Excerpt to read:
BEGIN

General Information
Regarding Patents:
Last update:
04/19/2006
 | A patent is a type of intellectual
property. In the United States, a patent right is an
exclusionary right that allows the patent owner to prevent
others from making, using, selling and importing into the
United States anything that infringes the patent.
|
 | The two most common types of patents
are utility patents and design patents. Generally, a utility patent seeks to protect
the structure and operation of an invention.
Alternatively, a design patent seeks to protect ornamental
design of an invention.
|
 | The basic requirements for being able
to obtain a patent are that the invention is new, useful
and non-obvious to people having ordinary skill in the
relevant art. There are many events that can occur that
may result in a loss of right for an otherwise patentable
invention. One such loss of right event is termed the “On
Sale Bar.” This bar comes into play when an inventor fails
to file a patent application within one year of the first
sale, offer for sale or public disclosure of his or her
invention. Inventors and companies should keep in mind that many other
potential bars to patentability exist.
|
 | Patent Search:
Many inventors and companies elect to have a patent search performed at the
outset of the patent process. A patent search is not
required by the patent laws of the United States, and the
decision whether to conduct a patent search depends on
many factors, including the relative knowledge and
experience of the inventor or company in the relevant art. The goal
of the patent search is to uncover the most closely
related prior art relevant to the invention.

END

Dataset content:
BEGIN

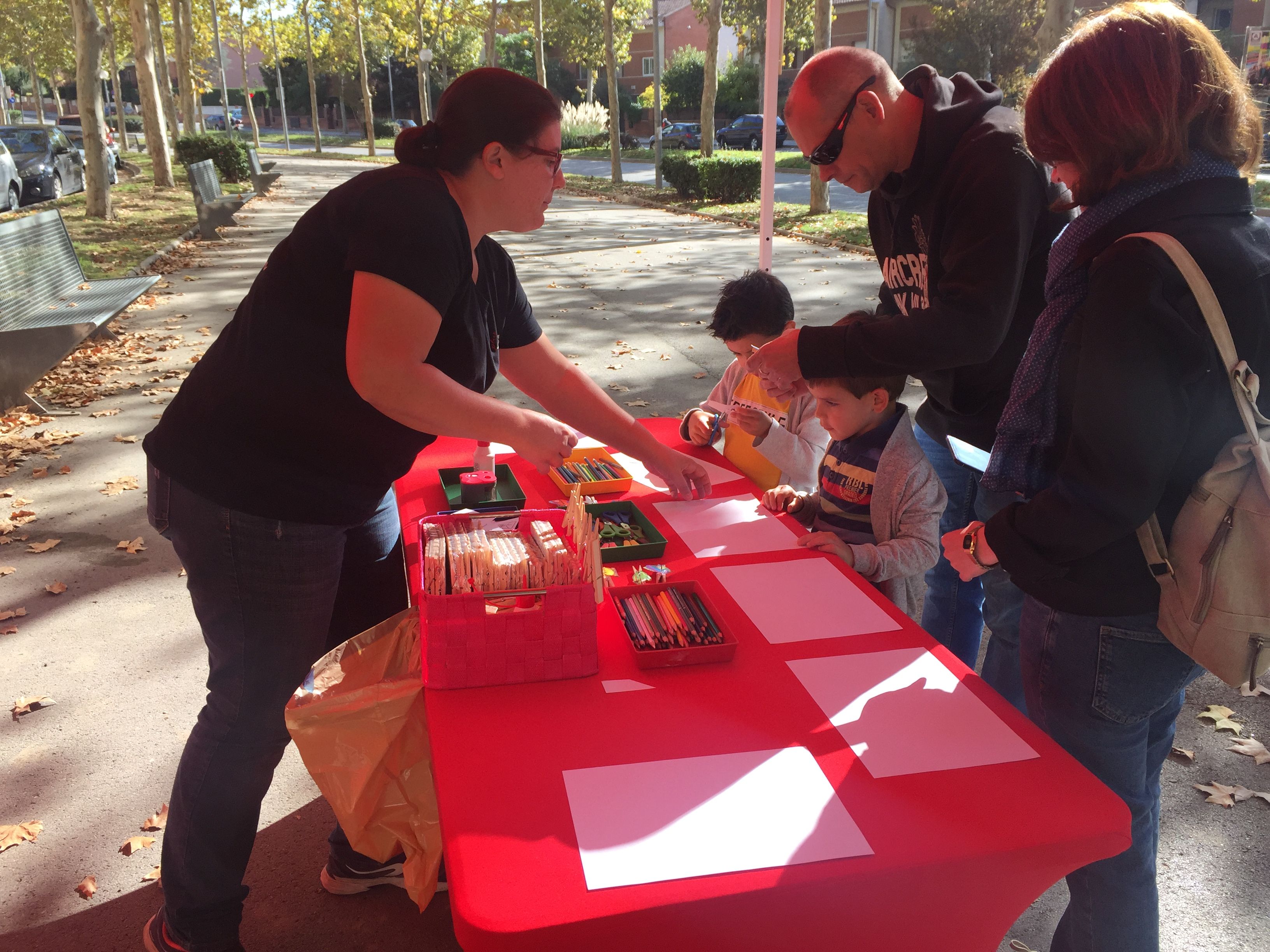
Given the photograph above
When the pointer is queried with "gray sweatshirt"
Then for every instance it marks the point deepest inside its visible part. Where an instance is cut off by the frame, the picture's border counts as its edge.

END

Request:
Please return, word for word, the passage from the patent information above starting at "General Information" and ending at "operation of an invention.".

Task response:
General Information
Regarding Patents:
Last update:
04/19/2006
 | A patent is a type of intellectual
property. In the United States, a patent right is an
exclusionary right that allows the patent owner to prevent
others from making, using, selling and importing into the
United States anything that infringes the patent.
|
 | The two most common types of patents
are utility patents and design patents. Generally, a utility patent seeks to protect
the structure and operation of an invention.